◆ WHAT YOU HAVE TO DO: Show every line of the data that contains the string "front", matching case exactly.

◆ RECORDS PROVIDED:
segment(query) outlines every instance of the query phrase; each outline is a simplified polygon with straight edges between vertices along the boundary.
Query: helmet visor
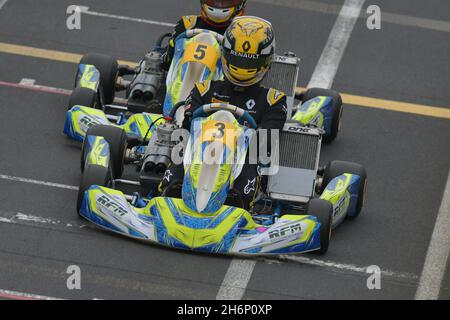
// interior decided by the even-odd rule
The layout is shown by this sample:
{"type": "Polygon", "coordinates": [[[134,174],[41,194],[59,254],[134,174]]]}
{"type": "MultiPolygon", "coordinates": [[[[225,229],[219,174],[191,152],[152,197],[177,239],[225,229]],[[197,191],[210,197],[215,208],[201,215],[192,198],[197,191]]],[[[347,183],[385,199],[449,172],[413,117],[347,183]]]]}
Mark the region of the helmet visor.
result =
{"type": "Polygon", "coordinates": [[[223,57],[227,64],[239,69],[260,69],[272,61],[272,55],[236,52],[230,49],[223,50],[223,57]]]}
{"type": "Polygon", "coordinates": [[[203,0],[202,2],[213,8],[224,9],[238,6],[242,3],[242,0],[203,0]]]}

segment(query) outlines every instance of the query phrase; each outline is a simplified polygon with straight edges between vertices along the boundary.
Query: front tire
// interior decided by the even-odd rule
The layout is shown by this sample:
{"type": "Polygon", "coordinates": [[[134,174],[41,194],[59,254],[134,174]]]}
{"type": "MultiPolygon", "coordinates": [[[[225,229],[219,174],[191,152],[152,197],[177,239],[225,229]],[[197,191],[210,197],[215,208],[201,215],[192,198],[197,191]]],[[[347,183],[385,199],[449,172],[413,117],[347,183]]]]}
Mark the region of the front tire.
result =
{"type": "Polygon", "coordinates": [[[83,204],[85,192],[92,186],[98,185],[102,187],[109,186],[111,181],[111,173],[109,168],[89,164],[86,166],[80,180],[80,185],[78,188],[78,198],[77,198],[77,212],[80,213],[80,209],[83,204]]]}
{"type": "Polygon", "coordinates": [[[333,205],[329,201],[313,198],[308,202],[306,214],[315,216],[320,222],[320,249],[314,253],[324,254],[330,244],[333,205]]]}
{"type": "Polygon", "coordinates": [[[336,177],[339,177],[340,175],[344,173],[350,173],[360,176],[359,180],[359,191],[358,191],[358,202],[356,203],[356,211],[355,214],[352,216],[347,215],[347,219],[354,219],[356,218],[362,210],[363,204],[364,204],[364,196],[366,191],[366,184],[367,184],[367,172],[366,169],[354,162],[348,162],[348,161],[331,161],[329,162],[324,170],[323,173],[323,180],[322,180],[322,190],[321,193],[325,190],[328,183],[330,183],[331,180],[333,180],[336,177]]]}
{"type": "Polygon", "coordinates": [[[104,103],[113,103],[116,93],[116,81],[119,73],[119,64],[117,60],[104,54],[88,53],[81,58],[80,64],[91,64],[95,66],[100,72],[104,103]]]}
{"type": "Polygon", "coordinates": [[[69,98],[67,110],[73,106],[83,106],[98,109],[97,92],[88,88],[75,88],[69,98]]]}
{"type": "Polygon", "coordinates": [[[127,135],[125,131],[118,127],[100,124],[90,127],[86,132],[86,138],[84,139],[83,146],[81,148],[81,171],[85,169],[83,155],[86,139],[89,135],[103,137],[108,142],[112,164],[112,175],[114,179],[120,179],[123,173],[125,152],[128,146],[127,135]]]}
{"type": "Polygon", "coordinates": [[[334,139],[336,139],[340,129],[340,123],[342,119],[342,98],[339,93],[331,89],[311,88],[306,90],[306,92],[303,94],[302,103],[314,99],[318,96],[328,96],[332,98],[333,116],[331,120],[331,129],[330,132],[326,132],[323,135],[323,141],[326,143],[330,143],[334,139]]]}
==
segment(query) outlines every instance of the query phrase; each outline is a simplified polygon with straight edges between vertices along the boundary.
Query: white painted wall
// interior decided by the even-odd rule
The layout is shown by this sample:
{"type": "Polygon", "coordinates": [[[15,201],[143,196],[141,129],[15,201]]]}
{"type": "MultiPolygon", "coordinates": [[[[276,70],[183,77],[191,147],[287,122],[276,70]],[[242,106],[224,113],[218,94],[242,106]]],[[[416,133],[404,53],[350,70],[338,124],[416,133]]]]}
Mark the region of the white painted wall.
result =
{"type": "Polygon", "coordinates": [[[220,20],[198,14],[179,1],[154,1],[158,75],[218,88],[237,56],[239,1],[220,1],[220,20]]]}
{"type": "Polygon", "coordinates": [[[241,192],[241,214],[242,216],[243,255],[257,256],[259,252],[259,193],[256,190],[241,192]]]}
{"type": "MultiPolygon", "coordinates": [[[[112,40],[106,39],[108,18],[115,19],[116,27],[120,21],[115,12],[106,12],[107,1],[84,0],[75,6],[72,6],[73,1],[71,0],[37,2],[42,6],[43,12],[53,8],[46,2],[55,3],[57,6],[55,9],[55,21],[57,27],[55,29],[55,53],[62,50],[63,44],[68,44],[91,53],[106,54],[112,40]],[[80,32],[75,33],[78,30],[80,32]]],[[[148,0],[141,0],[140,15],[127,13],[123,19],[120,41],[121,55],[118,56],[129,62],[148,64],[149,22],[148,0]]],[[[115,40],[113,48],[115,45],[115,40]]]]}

◆ TASK RESPONSE:
Query: front tire
Mark the region of the front tire.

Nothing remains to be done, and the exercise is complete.